**What needs to be done**
Type out every line below exactly as it reads.

**Records provided**
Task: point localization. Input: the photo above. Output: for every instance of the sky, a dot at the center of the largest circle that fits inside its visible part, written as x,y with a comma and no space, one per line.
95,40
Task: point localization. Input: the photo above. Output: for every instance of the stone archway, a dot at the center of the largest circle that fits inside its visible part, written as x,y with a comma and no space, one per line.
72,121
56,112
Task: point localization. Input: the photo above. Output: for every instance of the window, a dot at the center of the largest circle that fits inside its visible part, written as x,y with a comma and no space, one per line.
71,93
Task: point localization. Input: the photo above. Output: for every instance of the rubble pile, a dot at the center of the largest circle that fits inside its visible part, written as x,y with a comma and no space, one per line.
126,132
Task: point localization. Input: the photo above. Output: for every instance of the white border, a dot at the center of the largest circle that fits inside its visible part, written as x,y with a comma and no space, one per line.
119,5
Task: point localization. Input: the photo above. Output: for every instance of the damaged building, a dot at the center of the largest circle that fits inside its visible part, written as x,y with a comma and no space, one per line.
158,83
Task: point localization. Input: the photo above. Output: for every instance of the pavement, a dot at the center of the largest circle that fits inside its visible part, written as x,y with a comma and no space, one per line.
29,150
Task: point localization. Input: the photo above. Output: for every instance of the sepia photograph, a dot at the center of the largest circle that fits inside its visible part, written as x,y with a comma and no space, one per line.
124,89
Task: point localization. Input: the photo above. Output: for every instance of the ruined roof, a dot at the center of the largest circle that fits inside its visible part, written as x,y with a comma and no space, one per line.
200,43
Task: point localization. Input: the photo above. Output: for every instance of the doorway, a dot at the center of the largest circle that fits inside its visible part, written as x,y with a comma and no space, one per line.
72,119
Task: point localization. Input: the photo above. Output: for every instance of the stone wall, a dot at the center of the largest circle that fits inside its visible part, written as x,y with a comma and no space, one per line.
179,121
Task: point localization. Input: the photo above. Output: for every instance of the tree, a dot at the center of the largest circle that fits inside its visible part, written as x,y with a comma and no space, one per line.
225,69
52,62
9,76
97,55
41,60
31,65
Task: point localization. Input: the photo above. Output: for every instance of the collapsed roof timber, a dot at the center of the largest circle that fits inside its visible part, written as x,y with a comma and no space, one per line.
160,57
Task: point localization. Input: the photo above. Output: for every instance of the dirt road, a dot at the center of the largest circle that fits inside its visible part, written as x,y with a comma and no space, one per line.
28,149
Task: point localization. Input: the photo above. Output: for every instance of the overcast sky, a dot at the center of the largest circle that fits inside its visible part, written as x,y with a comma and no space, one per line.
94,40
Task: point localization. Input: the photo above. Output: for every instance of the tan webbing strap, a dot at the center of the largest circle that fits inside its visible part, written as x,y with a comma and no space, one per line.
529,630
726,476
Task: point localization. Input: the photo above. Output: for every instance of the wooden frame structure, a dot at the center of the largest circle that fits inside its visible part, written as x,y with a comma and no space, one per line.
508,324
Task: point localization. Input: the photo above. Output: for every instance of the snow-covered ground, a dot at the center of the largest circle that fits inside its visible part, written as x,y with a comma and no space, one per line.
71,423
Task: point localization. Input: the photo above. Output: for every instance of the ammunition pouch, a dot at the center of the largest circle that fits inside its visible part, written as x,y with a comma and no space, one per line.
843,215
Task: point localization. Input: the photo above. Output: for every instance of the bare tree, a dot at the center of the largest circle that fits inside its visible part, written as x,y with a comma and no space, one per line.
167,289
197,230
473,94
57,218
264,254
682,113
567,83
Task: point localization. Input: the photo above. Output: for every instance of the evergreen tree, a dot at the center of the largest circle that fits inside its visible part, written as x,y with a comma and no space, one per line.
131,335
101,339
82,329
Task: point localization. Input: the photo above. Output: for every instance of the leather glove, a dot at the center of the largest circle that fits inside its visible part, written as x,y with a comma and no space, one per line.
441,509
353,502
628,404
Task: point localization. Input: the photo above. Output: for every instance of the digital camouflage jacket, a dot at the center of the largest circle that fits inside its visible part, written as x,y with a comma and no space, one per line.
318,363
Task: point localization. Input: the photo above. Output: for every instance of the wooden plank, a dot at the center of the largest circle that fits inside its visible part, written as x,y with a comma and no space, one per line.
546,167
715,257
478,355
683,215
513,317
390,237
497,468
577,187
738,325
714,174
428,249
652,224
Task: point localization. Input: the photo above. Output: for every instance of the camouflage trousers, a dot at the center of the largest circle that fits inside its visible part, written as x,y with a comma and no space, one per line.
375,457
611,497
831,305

**Answer to this task**
Task: point localization. Input: the photo above. Output: for every instance of the sky, a dot at the center of the largest circle that fits inside its visible part, written as x,y with a comma and no space, one per line.
95,40
Task: point localization. Input: the photo above. Output: for every instance of the stone archway, a dot at the center of the largest circle that fits inside its visible part, written as x,y with a comma and no space, one per line.
72,121
56,112
Task: point localization. Input: the photo above. Output: for every instance of the window, a dot at the center of the largest circle that fits inside its visible part, written as x,y with a comma and no space, one per line.
71,93
Task: point localization. Input: the photo above. Output: for every instance of the rubble pile, a dot at the center of the largest circle that fits inside its visible part, written as x,y with a comma and no space, one per line.
126,132
Task: point localization. Input: the photo above. Output: for every instance of the white border, a dot at the center of the largest circle that fits inside its visible part, written as x,y with a comma and no space, one per line.
119,5
Task: point localization. Input: the photo above. Output: for every instance of the damaged building, a dot at the center of the largest circle that fits inside its visible part, written as x,y with a comma and no space, one per line.
158,83
Task: point localization. Input: the photo above. Output: for every instance of the pavement, a dot at the center of the largest circle that fits inside its visible part, written as x,y with a comma and no space, one per line.
29,150
Task: point localization. Input: the photo above. Output: for every instance of the sepia photograph, a dot at the center of the largest circle that fits inside its visible part, written as x,y with a comma and no space, one per line.
124,89
Task: point localization. Input: the photo above. Output: for every instance of the ruined roof, a dot at the center of the largest circle that fits inside its visible part, written as x,y with a comma and no space, one per line.
200,43
Task: point localization. Input: the photo above. Output: for every instance of the doorway, a dot at the center of the largest circle that fits inside its visible part, written as x,y with a comma and no space, one per line.
72,119
Task: point localization. Input: the photo above. Output: for every instance of the stone wall, a dot at the center of the largest circle that fits inside its visible part, written as x,y with a comma and no space, one per line.
179,121
Task: point localization. Input: the photo above. Output: for every instance of the tree, a dot at the center of the largest circle that fits inside its visible part, written as x,y with a comma and no space, one per line.
225,69
52,62
9,76
97,55
41,60
31,65
Task: point localization. Input: the photo above. Output: for every instance of the collapsed roof timber, a dot at the center of the largest circle that fits inside its visible part, written as x,y with a comma and no space, one per line.
160,57
Task: point localization. Input: the photo above. Output: for every instance of the dirt road, a dot at the center of the largest circle that fits inside its visible part, written as x,y with a comma and no space, one per line.
28,149
Task: point localization. Input: the photo above. Output: for every instance of the overcast sky, a dot at the center of the largest circle that fits inside its visible part, written as x,y with a comma and no space, one per line.
94,40
Task: point localization. Input: the photo above. Output: for every instance of the tan webbing strap, a dot at the center of the largest circle that fits inside its visible part, written as x,y with a comma and no space, one per line.
529,630
726,476
Task: point localization. Input: the photo above. Output: for every instance of the wooden frame structure, a dot at the center of the largest circle that fits inside its visible part, written as x,y with a comma and no space, one per line.
508,324
Task: point localization. Input: the photo above. Output: for every instance of the snow-covered ground, a dot at the center of the largest circle that fits inside its visible part, written as x,y with a comma and no space, one per line.
71,423
Task: point localization. Input: the photo above. Output: for every instance of the ammunition pouch, a dot at the center of the largest circle that fits inside its visible part, written as x,y with a comma and no space, one per line.
843,215
Task: point localization. Input: the photo above. Output: for every instance of the bare tree, a dot at the center of the largest circle that fits inside its visible part, written as x,y with a comma and no space, one per line.
167,289
197,230
473,94
57,218
264,254
682,113
567,83
Task: point localization. Input: the photo above. Output: for every instance of the evergreen tree, a dot at the center of the largest circle that fits inside its visible part, written as x,y with a comma and no space, one per line.
131,335
101,339
82,329
Task: point localization. Input: the photo above. Output: for every instance of the leather glove, a dot at the center of the largest circle that fits inside its visible part, written as x,y with a comma and no space, one per line.
441,509
353,502
628,404
Task: point localization. Input: the photo above. Output: for every instance of the digital camouflage jacket, a dot at the center of the largest circle that fits inside its visible part, written as x,y with a comma and no space, one per line.
318,363
Task: point localization. Input: the photo above. Output: for every instance of the wooden plank, a dot at the center of the largest circle that fits inside its visible part, written as x,y with a comma and no space, one per line.
546,167
715,257
478,355
683,215
513,317
390,237
497,468
577,187
738,325
714,174
428,249
652,224
Task: point localization. Input: the photo above. Output: for every instance of the camouflage trousers, a dot at the center of the largest circle that fits inside its visible part, written as x,y with a comma and no space, one per line.
375,457
611,497
831,305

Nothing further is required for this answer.